Records from a point-labeling set:
■ ■ ■

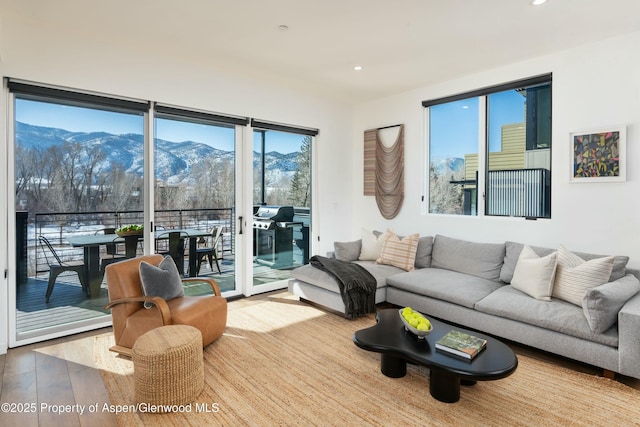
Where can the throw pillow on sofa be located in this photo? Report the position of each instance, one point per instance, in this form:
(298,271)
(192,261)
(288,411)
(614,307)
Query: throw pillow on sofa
(398,252)
(347,251)
(162,281)
(371,245)
(602,303)
(514,248)
(477,259)
(534,275)
(575,276)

■ ■ ■

■ Goal of the exercise: Copy every line of the records above word for word, leaving out the pictures.

■ Solution to this task:
Where can the throw pillow on sofa be located in this photo? Report the position of each instance, one point per instance, in this form:
(298,271)
(192,261)
(288,411)
(614,307)
Query: throw pillow on sofa
(398,252)
(347,251)
(162,281)
(371,245)
(602,303)
(514,248)
(477,259)
(534,275)
(575,276)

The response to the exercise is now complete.